Work to be completed: Skip the pictures and repeat each line of the data exactly.

Supplied records:
##############################
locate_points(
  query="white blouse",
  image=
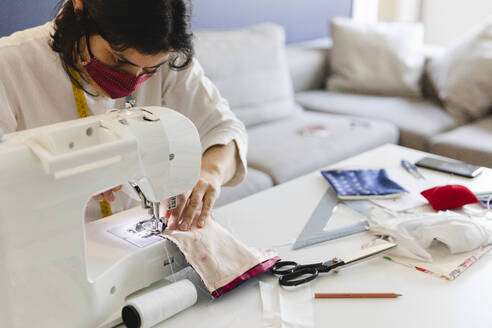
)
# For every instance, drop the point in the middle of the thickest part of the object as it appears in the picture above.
(35, 90)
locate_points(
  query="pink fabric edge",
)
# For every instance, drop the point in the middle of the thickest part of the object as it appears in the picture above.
(260, 268)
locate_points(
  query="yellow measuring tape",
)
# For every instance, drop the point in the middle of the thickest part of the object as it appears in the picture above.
(83, 111)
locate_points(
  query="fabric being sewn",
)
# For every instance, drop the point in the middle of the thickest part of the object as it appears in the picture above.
(221, 260)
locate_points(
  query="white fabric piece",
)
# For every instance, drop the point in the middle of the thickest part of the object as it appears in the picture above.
(36, 91)
(415, 235)
(462, 76)
(382, 58)
(249, 67)
(215, 254)
(282, 308)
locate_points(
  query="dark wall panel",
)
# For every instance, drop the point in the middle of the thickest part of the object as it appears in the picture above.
(302, 19)
(17, 15)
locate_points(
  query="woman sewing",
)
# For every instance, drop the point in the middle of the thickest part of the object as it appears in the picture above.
(102, 54)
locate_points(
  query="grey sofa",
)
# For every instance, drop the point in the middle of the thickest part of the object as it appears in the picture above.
(356, 122)
(423, 123)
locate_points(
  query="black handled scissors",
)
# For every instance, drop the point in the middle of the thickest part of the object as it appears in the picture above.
(292, 274)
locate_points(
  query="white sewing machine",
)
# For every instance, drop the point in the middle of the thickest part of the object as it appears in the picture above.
(57, 271)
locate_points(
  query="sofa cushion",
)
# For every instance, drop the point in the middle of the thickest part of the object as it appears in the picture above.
(308, 64)
(471, 143)
(462, 75)
(417, 119)
(255, 181)
(281, 151)
(382, 58)
(249, 67)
##############################
Exercise response:
locate_points(
  query="white blouse",
  image=
)
# For every instance, drop the point in the middle of the thickest part of the object as it appears in the picture above.
(35, 90)
locate_points(
  query="pink fabric edge",
)
# For every instance, drop the point in the middle of the thickest part of the object as it appears in the picture above.
(260, 268)
locate_points(
  query="yellow measuring tape",
)
# For every instance, drop the point in the middle of the thickest part of the object as it appears in the picture above.
(83, 111)
locate_points(
  query="fabric being sewn",
)
# For every instance, drop the point in the middle of the thickest part of the object as it appears in the picture above.
(221, 260)
locate_points(
  query="white fabric piece",
)
# For every instance, drop the point in the middle of the thickest part of the object as it appears in the picture above.
(36, 91)
(415, 235)
(462, 76)
(382, 58)
(249, 67)
(215, 254)
(282, 308)
locate_points(
  query="dark wall panel",
)
# For every instance, drop the point in the middle of the thickest part of the object as it appears in the picture above.
(302, 19)
(17, 15)
locate_points(
  query="woman sewing",
)
# For every instance, drop the point in the middle of the thickest part of the object as it appears in the picture above.
(102, 54)
locate_points(
  query="grey sofa",
)
# For every instance, drop the point in the middle of the thickest part of the object as it appears in the picture above.
(356, 122)
(423, 123)
locate_points(
  query="black handled scissors",
)
# For every instance, drop the point in the middle of the thickest part of the object as it appears in the picture above.
(292, 274)
locate_points(
  query="white sewing machine",
)
# For every instance, drop the point in the middle of the thickest part of the object as it appears in the picture above.
(57, 271)
locate_points(
  query="sofa cushion",
)
# For every instance, drop the point in the middle of the thickest part of the object as it appears in the picture above.
(308, 64)
(471, 143)
(462, 75)
(417, 119)
(255, 181)
(281, 151)
(382, 58)
(249, 67)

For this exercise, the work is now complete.